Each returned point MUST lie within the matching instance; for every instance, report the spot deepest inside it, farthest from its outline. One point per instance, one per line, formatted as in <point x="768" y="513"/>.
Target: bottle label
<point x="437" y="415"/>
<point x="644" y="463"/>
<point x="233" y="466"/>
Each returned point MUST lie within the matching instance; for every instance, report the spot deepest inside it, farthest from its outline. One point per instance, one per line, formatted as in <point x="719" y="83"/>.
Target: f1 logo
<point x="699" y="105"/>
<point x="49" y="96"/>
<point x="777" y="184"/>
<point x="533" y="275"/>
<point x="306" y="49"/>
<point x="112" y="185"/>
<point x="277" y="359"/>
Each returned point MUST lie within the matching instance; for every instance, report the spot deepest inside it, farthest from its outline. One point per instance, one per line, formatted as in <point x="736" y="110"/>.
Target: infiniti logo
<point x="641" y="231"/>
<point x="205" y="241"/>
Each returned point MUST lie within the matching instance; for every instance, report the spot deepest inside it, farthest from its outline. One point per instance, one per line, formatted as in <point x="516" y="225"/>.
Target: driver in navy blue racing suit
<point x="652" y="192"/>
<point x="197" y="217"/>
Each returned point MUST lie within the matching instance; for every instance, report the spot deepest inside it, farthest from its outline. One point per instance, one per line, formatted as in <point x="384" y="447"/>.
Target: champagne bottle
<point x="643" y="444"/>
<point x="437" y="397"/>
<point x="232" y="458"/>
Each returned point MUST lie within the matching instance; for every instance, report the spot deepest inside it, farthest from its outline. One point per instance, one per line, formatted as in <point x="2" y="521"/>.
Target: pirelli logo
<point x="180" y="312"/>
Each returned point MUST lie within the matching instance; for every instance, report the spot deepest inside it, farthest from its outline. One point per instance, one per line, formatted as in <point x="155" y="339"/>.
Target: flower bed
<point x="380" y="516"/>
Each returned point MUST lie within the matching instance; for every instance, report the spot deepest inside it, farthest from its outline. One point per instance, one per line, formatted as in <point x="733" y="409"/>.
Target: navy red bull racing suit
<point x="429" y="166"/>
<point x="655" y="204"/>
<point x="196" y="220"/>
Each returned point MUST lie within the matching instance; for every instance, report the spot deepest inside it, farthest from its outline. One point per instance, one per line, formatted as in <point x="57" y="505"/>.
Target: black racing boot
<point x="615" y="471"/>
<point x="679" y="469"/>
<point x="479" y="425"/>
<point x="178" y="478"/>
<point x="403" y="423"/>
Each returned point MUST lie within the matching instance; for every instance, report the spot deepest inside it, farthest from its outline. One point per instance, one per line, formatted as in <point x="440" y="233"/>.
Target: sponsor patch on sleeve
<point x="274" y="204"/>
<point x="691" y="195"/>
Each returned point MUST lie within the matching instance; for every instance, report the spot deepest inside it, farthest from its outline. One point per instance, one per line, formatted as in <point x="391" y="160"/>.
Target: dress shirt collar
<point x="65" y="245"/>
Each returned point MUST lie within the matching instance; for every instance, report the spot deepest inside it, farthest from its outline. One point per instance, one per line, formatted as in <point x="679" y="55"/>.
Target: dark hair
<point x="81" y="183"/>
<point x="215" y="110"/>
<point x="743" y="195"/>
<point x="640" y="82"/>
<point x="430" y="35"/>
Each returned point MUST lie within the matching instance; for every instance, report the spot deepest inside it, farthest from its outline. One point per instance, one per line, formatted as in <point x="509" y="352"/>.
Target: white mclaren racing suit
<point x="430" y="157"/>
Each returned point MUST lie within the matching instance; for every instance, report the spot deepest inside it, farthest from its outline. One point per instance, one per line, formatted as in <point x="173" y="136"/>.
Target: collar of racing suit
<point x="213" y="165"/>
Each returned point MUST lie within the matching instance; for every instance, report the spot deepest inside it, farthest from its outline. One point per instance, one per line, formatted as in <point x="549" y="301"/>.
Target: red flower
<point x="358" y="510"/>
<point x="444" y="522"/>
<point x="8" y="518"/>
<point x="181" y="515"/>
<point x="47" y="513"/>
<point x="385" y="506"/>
-------------------------
▶ **GIVEN TASK**:
Restate every entry word for word.

▶ **EXPECTED ANSWER**:
Each returned point MUST lie within the matching instance; for every instance, report the spot deepest inside it, farthest from its outline. One point per instance, one per line, formatted as in <point x="768" y="513"/>.
Target: bottle label
<point x="437" y="415"/>
<point x="644" y="463"/>
<point x="233" y="466"/>
Each returned point MUST lie within the matching instance; for every instance, report the spot deepest inside it, farthest from its outline. One point per instance, one per line, formatted as in <point x="719" y="83"/>.
Target: f1 logo
<point x="699" y="105"/>
<point x="49" y="96"/>
<point x="777" y="184"/>
<point x="533" y="275"/>
<point x="306" y="49"/>
<point x="112" y="185"/>
<point x="277" y="359"/>
Each returned point MUST lie within the matching instance; for every instance, report the spot deepest inside it, farthest from its outline. One point per instance, one per line, formatted as in <point x="736" y="110"/>.
Target: infiniti logo
<point x="641" y="231"/>
<point x="205" y="241"/>
Each returned point MUST lie within the matching instance; for every instance, report the spot deepest inside it, farthest from its outline. One point per instance, one per line, formatted as in <point x="516" y="225"/>.
Target: driver in navy blue racing suit
<point x="652" y="192"/>
<point x="197" y="217"/>
Each returned point MUST lie within the matching instance; for every instance, report the spot deepest inside it, farthest from its outline. One point per instance, one per line, formatted as in <point x="384" y="447"/>.
Target: champagne bottle
<point x="643" y="444"/>
<point x="437" y="397"/>
<point x="232" y="458"/>
Each returned point MUST lie within the matching instance; for every instance, report the spot deepest inside it, farthest from its outline. One point per instance, one per line, formatted as in <point x="2" y="521"/>.
Target: pirelli logo
<point x="180" y="312"/>
Each returned point MUST lie within the matching instance; for every instance, report the spot deepest inside it, farthest from its outline. One point per instance, one per line, formatted as in <point x="155" y="339"/>.
Target: flower bed
<point x="380" y="516"/>
Each returned point MUST lie within the matching instance; for every instance, report the spot deepest inside it, farthest from its outline. One point per instance, one per line, formatted as in <point x="733" y="409"/>.
Target: navy red bull racing suit
<point x="429" y="166"/>
<point x="655" y="204"/>
<point x="196" y="220"/>
Each returned point MUST lie within the matching instance; for every instance, report the spot deepest inside it, farthest from its outline. One point per instance, one per line, formatted as in <point x="57" y="505"/>.
Target: black racing boot
<point x="615" y="471"/>
<point x="679" y="469"/>
<point x="479" y="425"/>
<point x="178" y="478"/>
<point x="403" y="423"/>
Each returned point MUST lie within the matching instance; for every instance, report the spot deepest inside it, farthest from its outline. One point per instance, one per line, formatted as in <point x="440" y="233"/>.
Target: sponsor patch on sleeve
<point x="274" y="204"/>
<point x="691" y="195"/>
Each returned point MUST lie within the matching instance; for every instance, report the spot deepest inside it, farthest from its outline. One point per instance, one per line, formatted as in <point x="391" y="160"/>.
Target: dress shirt collar
<point x="65" y="245"/>
Each returned point MUST lie within the matching instance; for every instance, report the spot deepest inside it, farthest from its outline. One point per instance, one per line, formatted as in <point x="679" y="55"/>.
Target: dark hair
<point x="81" y="183"/>
<point x="215" y="110"/>
<point x="743" y="195"/>
<point x="640" y="82"/>
<point x="430" y="35"/>
Each returned point MUST lie within the matching instance; for every instance, report the spot deepest inside it, farthest from its outline. One point per instance, one per line, formatted as in <point x="509" y="352"/>.
Target: white mclaren racing suit
<point x="430" y="157"/>
Each returned point MUST lie within the matching instance; for every instance, report the spot deepest inside it, farthest from its outline. One point per instance, one per line, formatted as in <point x="173" y="136"/>.
Target: collar of racing suit
<point x="213" y="165"/>
Each returned point MUST lie within the matching instance; for every instance, report the spot deepest inside it, farthest from its outline. One point per instance, one per line, formatted as in <point x="549" y="301"/>.
Target: red flower
<point x="358" y="510"/>
<point x="444" y="522"/>
<point x="8" y="518"/>
<point x="181" y="515"/>
<point x="47" y="513"/>
<point x="385" y="506"/>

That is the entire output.